**Prompt 1**
Rewrite the part of the eye twitching article that opens with "However, there are" and closes with "be easy fixes.", switching "eye doctor" to "ophthalmologist".
**Prompt 2**
Answer these questions from the eye twitching article:
(a) What is the rippling of muscle contractions in the eyelid called?
(b) What amount of sleep is recommended for adults?
(c) What does rubbing itchy eyes release into the lid tissue?

**Text section**
****************************************

Have you ever had that weird and uncomfortable twitching feeling in your eye? The one where you really hope no one can see your eye spasming?
That feeling is the rippling of muscle contractions in the eyelid called myokymia. They can be triggered by a number of things and are typically not a serious medical problem.
However, there are more serious forms of eye twitching such as blepharospasm, a neurological condition characterized by forcible closure of the eyelids, and hemifacial spasms, an involuntary twitching of the facial muscles on one side of the face.
Those two conditions are not very common and should be treated by an eye doctor. Eye twitching though, has some trigger points that can be easy fixes.
Stress and Eye Strain
Whether it is from work, family, or friends, we are all under stress at some point. Learning to manage the stress, though, is not only good for your eyes but also your health.
Eye twitching is related to vision strain and can be reduced by limiting your time in front of the many screens that we put in front of our eyes on a daily basis. Check out one of our past blogs about vision strain to learn about ways to reduce eye strain.
Lack of sleep can cause the eyelid to spasm. The recommended amount of sleep for adults is 7-8 hours per night. For some people, getting that much sleep just isn’t feasible. And for others, even that’s not enough sleep. Establishing a set sleep/wake-up schedule, though, will help your body sync into a routine. Exercising regularly and avoiding eating anything for two or three hours before going to sleep also helps. If all else fails, try counting sheep. Just get your rest, your eyes will thank you.
We start our day with it, then follow with requisite mid-morning pick-me-up. By the time afternoon rolls around, it’s time for another beverage of caffeinated delight. Coffee, soda pop, and tea all have caffeine in them (unless you are drinking the decaf variety), and can increase eyelid spasms and twitching. If you think your caffeine intake may be to blame, try and cut back. It may be rough, but it could get rid of the annoying twitches.
Dry eyes don’t just make your eyes itchy, then can also make them twitchy. Dry eyes are very common among the older population, as well as people who use computers, wear contact lenses, or take certain medications. Using eye drops to keep your eyes moist can help quell the twitching.
We all dread certain times of the seasons when allergies strike hard. They make you sneeze and have itchy, watery eyes. When your eyes itch, the natural reaction is to rub them, which releases histamine into the lid tissue. This histamine then causes – you guessed it – eyelid twitching.
Not only do you now have a runny nose and itchy eyes, you have twitching eyelids. To offset this problem, antihistamines are used to help.
As you can see, most causes of eye twitches are easily fixed with simple changes to your daily routine. For those really stubborn twitches, though, don’t flinch at the thought of seeing a doctor for medical attention; involuntary eye spasms could be the cause of a more serious problem.

****************************************

**Supplied entries**
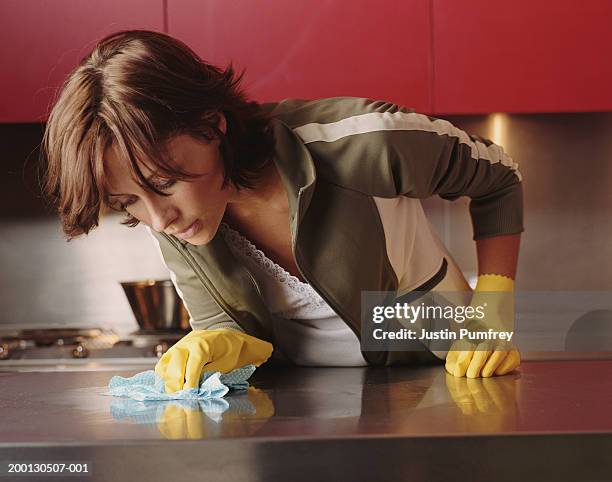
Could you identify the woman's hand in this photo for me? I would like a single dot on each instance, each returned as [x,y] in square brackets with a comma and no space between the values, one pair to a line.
[491,357]
[222,350]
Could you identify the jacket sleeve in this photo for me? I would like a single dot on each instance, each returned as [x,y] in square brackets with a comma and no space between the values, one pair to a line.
[204,312]
[385,149]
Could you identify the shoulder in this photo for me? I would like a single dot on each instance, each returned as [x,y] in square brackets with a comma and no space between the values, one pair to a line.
[297,113]
[350,139]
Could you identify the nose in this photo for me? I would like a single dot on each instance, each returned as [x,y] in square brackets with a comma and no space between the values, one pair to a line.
[161,217]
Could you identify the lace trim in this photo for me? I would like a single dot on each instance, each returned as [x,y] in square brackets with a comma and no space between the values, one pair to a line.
[248,249]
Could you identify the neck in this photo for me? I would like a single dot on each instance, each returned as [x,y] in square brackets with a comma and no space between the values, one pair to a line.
[267,197]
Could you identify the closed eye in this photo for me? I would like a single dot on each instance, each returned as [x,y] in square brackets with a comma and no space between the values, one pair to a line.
[122,206]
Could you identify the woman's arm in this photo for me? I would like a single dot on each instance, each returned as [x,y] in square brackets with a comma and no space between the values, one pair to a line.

****************************************

**Task solution 1**
However, there are more serious forms of eye twitching such as blepharospasm, a neurological condition characterized by forcible closure of the eyelids, and hemifacial spasms, an involuntary twitching of the facial muscles on one side of the face.
Those two conditions are not very common and should be treated by an ophthalmologist. Eye twitching though, has some trigger points that can be easy fixes.

**Task solution 2**
(a) Myokymia.
(b) 7-8 hours per night.
(c) Histamine.